[Natural-language object grounding data]
+ + + + +

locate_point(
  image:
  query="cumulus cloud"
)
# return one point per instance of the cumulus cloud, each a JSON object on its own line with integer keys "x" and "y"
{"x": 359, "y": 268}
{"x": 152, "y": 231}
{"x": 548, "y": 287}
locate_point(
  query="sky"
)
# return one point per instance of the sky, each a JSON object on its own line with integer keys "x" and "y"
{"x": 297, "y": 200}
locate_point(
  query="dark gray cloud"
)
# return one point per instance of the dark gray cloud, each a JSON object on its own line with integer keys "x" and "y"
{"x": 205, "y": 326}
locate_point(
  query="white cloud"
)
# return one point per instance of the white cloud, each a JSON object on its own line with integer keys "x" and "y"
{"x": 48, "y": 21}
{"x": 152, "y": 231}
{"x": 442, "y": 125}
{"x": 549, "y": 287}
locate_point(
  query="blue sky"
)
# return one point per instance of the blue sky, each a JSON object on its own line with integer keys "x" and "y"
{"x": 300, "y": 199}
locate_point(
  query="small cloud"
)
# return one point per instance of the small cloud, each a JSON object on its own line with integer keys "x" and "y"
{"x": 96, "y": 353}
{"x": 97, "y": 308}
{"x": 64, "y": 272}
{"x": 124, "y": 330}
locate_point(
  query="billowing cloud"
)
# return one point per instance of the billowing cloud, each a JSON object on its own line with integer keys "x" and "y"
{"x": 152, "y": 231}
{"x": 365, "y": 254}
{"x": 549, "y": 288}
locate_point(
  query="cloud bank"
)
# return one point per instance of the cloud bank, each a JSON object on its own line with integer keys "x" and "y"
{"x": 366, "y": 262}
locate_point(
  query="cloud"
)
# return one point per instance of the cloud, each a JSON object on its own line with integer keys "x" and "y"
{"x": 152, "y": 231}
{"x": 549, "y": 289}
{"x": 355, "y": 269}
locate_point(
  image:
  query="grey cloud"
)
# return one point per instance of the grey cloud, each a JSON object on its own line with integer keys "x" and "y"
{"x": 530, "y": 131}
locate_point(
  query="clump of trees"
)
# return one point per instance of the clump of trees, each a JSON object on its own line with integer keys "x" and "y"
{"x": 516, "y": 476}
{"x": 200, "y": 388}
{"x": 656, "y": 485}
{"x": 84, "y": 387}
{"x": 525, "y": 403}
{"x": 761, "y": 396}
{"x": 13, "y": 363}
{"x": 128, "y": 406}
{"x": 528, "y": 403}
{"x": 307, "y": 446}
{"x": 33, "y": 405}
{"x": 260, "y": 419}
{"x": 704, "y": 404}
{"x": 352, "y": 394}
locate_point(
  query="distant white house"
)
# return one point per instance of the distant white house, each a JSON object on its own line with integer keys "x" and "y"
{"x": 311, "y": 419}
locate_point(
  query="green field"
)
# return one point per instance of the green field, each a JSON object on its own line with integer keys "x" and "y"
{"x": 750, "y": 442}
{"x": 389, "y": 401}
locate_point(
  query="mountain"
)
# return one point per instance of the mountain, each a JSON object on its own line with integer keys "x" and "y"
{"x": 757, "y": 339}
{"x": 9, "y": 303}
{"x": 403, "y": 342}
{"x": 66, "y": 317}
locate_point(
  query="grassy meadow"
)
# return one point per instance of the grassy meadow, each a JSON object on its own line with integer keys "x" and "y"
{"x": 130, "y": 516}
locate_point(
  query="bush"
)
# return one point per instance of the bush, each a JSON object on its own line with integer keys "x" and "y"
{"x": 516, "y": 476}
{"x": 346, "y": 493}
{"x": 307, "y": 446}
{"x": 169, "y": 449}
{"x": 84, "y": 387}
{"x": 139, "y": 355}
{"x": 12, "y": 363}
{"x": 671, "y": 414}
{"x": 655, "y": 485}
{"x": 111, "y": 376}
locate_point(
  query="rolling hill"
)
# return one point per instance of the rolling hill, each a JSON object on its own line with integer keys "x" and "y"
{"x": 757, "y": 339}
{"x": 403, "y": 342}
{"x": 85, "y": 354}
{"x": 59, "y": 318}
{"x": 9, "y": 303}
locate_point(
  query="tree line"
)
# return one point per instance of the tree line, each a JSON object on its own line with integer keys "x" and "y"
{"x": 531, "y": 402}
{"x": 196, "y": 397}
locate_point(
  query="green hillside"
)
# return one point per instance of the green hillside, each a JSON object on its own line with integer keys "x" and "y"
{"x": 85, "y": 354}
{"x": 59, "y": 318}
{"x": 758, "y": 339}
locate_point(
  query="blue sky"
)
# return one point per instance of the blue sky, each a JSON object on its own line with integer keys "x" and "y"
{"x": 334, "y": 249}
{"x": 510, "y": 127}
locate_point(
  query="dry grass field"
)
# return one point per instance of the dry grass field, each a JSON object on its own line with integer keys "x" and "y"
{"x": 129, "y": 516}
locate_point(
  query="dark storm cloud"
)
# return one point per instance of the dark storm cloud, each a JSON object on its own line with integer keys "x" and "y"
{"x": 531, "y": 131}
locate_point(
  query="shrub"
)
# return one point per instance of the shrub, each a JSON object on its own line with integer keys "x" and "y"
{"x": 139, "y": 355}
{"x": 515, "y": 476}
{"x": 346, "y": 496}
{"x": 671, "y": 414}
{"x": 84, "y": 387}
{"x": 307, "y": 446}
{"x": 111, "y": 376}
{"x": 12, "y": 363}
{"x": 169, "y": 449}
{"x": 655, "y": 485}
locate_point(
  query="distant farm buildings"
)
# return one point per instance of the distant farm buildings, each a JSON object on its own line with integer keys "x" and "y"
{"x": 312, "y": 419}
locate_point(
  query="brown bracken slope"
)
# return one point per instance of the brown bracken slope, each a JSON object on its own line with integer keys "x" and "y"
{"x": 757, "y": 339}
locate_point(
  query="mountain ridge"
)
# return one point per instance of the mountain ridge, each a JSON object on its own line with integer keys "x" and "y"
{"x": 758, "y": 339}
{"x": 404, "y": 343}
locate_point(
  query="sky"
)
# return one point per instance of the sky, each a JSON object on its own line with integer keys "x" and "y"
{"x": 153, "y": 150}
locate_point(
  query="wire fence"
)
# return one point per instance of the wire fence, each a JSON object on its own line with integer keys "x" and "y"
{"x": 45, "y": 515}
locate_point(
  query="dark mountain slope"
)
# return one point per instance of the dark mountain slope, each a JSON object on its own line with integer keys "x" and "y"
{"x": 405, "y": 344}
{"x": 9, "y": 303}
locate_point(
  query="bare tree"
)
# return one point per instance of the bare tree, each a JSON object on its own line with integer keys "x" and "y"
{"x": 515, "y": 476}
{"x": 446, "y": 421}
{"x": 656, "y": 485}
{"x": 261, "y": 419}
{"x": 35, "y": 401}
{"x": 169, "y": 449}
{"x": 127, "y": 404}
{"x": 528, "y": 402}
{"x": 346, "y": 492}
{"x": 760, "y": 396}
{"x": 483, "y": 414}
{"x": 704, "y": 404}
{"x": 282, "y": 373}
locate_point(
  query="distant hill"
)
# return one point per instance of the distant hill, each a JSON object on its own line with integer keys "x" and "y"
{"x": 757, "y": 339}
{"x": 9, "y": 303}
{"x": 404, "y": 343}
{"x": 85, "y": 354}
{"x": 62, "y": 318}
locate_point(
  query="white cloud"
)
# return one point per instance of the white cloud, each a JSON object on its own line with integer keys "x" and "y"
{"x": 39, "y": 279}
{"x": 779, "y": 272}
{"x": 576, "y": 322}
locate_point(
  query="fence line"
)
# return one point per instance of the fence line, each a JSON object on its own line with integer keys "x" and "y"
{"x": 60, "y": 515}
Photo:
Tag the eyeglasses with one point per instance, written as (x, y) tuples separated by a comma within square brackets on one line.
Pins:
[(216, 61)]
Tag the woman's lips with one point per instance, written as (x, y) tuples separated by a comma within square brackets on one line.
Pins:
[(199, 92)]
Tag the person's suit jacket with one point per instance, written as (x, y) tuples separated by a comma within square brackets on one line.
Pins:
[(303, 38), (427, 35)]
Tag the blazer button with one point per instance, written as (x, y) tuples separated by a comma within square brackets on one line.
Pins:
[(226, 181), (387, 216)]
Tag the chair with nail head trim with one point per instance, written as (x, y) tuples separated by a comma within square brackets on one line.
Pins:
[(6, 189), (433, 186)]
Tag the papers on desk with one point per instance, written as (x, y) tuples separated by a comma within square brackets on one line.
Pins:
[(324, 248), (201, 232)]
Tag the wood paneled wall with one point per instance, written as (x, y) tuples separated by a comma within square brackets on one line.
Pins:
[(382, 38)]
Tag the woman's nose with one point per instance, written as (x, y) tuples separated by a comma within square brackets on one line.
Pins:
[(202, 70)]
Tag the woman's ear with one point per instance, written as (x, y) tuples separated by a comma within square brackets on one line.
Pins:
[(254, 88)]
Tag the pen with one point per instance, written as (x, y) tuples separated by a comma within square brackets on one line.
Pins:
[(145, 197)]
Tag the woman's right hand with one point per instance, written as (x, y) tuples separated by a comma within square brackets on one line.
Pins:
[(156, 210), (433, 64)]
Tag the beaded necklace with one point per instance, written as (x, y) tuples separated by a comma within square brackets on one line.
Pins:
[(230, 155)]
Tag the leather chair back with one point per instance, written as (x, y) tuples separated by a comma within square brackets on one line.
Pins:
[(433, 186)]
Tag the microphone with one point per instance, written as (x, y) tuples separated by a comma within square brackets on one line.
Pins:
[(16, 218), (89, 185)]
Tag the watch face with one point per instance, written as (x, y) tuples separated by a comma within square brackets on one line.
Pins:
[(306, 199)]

+ + + + +

**What this task involves:** Every line holding the string "chair" should be copied here, so please find those lines in the data.

**Answer for this exercise:**
Tag the chair with nail head trim with one point per instance, written as (x, y) tuples separated by a comma within square brackets on one line.
Tag the leather chair back with one point per instance, written as (x, y) tuples separated by a comma within square brackets on one line.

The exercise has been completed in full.